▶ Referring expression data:
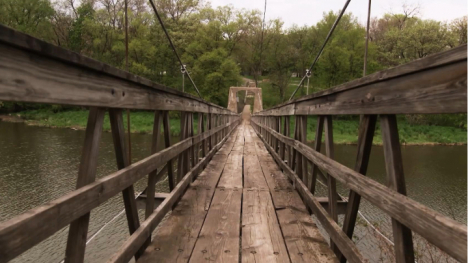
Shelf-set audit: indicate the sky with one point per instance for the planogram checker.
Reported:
(309, 12)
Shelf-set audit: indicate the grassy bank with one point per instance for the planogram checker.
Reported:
(140, 122)
(344, 130)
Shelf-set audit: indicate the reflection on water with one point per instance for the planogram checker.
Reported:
(41, 164)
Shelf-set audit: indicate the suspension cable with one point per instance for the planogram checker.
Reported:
(323, 46)
(172, 45)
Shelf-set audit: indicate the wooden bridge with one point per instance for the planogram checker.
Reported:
(239, 192)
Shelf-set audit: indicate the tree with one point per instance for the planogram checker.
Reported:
(29, 16)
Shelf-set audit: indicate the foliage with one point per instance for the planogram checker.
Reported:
(220, 44)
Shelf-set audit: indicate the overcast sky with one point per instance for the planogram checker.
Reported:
(309, 12)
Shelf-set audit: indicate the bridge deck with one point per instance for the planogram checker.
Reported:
(241, 208)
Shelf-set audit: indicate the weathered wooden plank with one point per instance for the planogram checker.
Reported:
(331, 181)
(219, 238)
(135, 241)
(346, 246)
(304, 241)
(302, 237)
(262, 240)
(181, 160)
(50, 74)
(167, 143)
(402, 235)
(253, 176)
(77, 234)
(365, 138)
(232, 174)
(128, 194)
(304, 162)
(423, 86)
(317, 145)
(152, 177)
(175, 239)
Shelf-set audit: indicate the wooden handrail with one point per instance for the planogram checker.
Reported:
(445, 233)
(35, 71)
(26, 230)
(434, 84)
(131, 245)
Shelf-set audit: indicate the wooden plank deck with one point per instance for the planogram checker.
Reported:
(241, 208)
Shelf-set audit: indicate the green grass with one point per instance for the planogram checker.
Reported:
(344, 130)
(140, 121)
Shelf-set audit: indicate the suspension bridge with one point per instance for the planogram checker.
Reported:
(242, 188)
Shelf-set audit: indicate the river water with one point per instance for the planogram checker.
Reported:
(40, 164)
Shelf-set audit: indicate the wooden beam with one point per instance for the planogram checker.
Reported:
(167, 143)
(150, 190)
(131, 245)
(35, 71)
(445, 233)
(318, 144)
(434, 84)
(331, 181)
(365, 138)
(128, 194)
(78, 232)
(26, 230)
(402, 235)
(345, 245)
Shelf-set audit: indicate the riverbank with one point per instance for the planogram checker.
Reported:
(344, 131)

▶ What the exercise asks: Repeat every line above precisely; pictures do not belong in the copy.

▶ Solution to the exercise:
Shelf-set audit: indicate the sky with one point per instance for the planogram checker.
Reported:
(309, 12)
Shelf-set audit: indicate the grassy bank with one point per instance for the planogram checker.
Reported:
(140, 122)
(344, 130)
Shelf-set audit: indicate the reflection on water with one point per instance for the planogram checker.
Reported:
(41, 164)
Shelf-set audit: indicate the suspension cable with one point per instance for the planogram checker.
Reported:
(323, 46)
(172, 45)
Shelf-set audit: indicate the wooden bridge with one point per instance for the planogram checker.
Reported:
(239, 192)
Shelf-set audit: indicate the tree with one point per instance for the planogram checker.
Reported:
(29, 16)
Shelf-set audit: indicate the foliage with one point per instance for the planogram checker.
Reported:
(220, 44)
Shelf-set audit: indicate the overcast sky with one point per instance for the planogram checker.
Reported:
(309, 12)
Shelf-set audit: indicate the bridge deck with one point per instance for the planogram checker.
Reported:
(241, 208)
Shelf-set audit: indicate the weathered wooden plank with one point per instance for the planogram checker.
Reported:
(331, 181)
(219, 238)
(135, 241)
(346, 246)
(304, 241)
(302, 237)
(262, 240)
(181, 160)
(50, 74)
(167, 143)
(402, 235)
(253, 176)
(77, 234)
(365, 138)
(232, 174)
(128, 194)
(304, 162)
(423, 86)
(317, 145)
(152, 177)
(175, 239)
Shelf-set audit: indicate the wooden handrail with one point per instance for the planogram checker.
Reported:
(445, 233)
(35, 71)
(26, 230)
(434, 84)
(131, 245)
Shelf-set audit: indicate the wooden plank deck with one point per instance for the planogram checker.
Reported:
(241, 208)
Shelf-set audit: indicate the green grass with one point per instance for the planogram checker.
Reported:
(344, 130)
(140, 121)
Shelf-set audit: indicate the suspension bridge with one point per instance for the planogram checker.
Reported:
(242, 188)
Shelf-set audit: indicate the river water with one point per instance for the planogram checker.
Reported:
(40, 164)
Shelf-set audit: indicate the wooden beam with one point per instance for the planogram checker.
Reported:
(167, 143)
(150, 190)
(131, 245)
(35, 71)
(445, 233)
(318, 144)
(434, 84)
(331, 181)
(365, 138)
(128, 194)
(78, 232)
(26, 230)
(402, 235)
(345, 245)
Shelf-set audit: indicate the riverbank with one point per instance for the planogram checker.
Reported:
(344, 131)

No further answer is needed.